Brief:
Please print exactly the lines running from the one that contains "Task: annotate every instance of the green" to the end of the data, with both lines included.

## Start Record set

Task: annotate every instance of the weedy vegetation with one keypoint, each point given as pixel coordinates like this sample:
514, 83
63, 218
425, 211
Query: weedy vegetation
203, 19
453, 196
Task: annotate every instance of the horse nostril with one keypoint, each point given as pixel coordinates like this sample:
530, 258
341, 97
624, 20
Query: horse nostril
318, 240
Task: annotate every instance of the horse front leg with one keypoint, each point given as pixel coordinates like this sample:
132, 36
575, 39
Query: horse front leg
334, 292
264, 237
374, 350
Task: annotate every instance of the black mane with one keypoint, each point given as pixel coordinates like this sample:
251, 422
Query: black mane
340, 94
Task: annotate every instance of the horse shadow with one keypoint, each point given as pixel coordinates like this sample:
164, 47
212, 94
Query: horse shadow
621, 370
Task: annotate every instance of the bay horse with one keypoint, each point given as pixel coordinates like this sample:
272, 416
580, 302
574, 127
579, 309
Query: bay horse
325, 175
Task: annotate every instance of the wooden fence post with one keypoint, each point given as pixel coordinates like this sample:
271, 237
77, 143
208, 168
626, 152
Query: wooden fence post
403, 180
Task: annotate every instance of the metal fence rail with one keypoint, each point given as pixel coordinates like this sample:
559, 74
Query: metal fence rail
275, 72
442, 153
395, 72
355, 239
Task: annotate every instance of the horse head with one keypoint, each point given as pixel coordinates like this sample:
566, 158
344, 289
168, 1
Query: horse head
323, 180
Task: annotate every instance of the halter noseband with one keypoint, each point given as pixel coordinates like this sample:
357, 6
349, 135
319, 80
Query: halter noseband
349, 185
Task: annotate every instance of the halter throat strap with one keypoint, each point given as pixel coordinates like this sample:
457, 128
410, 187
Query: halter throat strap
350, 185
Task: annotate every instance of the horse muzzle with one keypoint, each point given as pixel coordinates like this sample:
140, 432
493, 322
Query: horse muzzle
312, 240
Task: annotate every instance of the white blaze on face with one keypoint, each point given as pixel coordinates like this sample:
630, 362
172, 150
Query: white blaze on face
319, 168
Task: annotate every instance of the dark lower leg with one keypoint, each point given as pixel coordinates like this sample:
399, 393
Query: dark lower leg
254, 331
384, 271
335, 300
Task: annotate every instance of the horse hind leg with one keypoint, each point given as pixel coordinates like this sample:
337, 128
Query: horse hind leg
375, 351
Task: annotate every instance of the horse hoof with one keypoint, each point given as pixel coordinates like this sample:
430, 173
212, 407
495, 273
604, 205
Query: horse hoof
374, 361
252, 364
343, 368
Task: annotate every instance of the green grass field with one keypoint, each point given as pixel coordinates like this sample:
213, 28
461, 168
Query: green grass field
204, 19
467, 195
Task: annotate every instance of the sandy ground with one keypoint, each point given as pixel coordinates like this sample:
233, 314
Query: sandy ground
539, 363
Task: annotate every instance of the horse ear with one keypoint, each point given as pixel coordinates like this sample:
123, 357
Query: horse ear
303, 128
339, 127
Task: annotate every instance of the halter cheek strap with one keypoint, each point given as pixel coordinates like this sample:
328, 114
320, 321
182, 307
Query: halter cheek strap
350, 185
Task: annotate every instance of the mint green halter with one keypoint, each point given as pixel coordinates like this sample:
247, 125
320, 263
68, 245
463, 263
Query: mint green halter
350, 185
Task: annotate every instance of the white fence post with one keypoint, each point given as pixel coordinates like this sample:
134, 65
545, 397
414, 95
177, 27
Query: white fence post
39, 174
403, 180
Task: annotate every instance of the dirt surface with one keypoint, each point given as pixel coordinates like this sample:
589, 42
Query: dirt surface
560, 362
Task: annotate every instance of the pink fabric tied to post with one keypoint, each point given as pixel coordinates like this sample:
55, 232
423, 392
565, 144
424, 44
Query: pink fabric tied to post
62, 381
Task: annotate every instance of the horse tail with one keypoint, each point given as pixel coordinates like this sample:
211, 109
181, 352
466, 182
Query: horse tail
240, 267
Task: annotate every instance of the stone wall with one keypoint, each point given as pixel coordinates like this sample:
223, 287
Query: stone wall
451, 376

## End Record set

Task answer:
Task: annotate every instance of the green grass field with one keypoint, each point given as pixel coordinates like this sample:
213, 28
461, 168
Query: green grass field
204, 19
467, 195
Task: annotate every instance of the sandy ground with one keypoint, each point given as pixel coordinates like this sample:
233, 314
Query: sandy ground
539, 363
Task: annotate every instance of the horse ear with one keypoint, each point given as pixel coordinates like this sample:
123, 357
Query: horse ear
303, 128
339, 127
Task: annotate every instance of the halter cheek strap with one keypoint, each point given as pixel coordinates like this sample:
328, 114
320, 321
182, 307
Query: halter cheek strap
350, 185
Task: annotate every instance of the mint green halter with one keypoint, each point given as pixel coordinates like this sample:
247, 125
320, 263
68, 245
463, 263
Query: mint green halter
350, 185
Task: annotate every instance of the white fence post with one keypoint, each point given as pixel coordinates like this sample:
134, 65
545, 397
414, 95
177, 27
Query: white fence post
39, 174
403, 180
Task: annotate every instance of the dirt surface with one keypoint, each point given as pixel coordinates like this sample:
589, 42
Query: dirt surface
560, 362
Task: annotate every instance of the pink fabric tied to post with one keypoint, each point given as pixel coordinates like this sample:
55, 232
423, 392
565, 144
424, 44
Query: pink fabric tied to post
62, 381
Task: annotate every instance of the horse tail with one keypoint, each point given as pixel coordinates like this sample:
211, 109
181, 352
466, 182
Query: horse tail
240, 267
Task: annotate every instance of the stone wall with one keypoint, each point given as pixel coordinates like this sample:
223, 287
Query: stone wall
451, 376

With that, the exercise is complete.